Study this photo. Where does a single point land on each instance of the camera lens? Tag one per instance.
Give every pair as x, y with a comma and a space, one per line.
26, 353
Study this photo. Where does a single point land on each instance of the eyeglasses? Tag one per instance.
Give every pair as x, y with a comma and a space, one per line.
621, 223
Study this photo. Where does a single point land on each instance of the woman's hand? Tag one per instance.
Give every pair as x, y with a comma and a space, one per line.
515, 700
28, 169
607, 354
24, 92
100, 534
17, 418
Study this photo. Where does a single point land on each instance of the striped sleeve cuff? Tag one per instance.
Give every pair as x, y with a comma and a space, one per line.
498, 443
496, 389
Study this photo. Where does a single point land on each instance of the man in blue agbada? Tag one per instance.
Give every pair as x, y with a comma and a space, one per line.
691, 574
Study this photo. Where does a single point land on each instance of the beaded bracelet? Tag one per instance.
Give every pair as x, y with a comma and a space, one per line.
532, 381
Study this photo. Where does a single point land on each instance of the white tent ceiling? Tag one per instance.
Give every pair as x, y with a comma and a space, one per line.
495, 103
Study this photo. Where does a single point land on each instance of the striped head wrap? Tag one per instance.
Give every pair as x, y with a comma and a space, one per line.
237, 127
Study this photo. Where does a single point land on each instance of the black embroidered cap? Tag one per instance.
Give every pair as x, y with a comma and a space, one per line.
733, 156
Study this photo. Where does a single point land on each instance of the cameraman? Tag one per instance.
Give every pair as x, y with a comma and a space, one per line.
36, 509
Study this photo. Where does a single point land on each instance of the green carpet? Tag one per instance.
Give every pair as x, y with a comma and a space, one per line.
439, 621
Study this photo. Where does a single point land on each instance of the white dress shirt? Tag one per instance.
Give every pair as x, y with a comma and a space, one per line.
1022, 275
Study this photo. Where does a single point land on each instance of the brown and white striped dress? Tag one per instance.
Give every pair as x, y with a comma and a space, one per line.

——

**TASK DESCRIPTION**
Return only the lines from the beginning of the material up to and including the line with "cuff? Tag one per instance.", exactly as written.

**RESULT**
Study this photo. Where does a single point land on each instance of the camera lens? Tag one per instance.
Give every pair as x, y with a comma and a space, one per line.
26, 353
Study this photo. Where does a single point land on each instance of the eyeglasses? Tag one per instance.
Give every pair as x, y with a comma and a space, one per line.
621, 223
Study this photo. Where does a single point land on each instance of the woman's hand? Tag one per instance.
Give every pair as x, y with a comma and a space, one per line.
515, 700
28, 169
607, 354
24, 92
100, 534
17, 418
Study this photo. Where does a single point land on each instance of the striped sleeve cuff? Tag one per instance.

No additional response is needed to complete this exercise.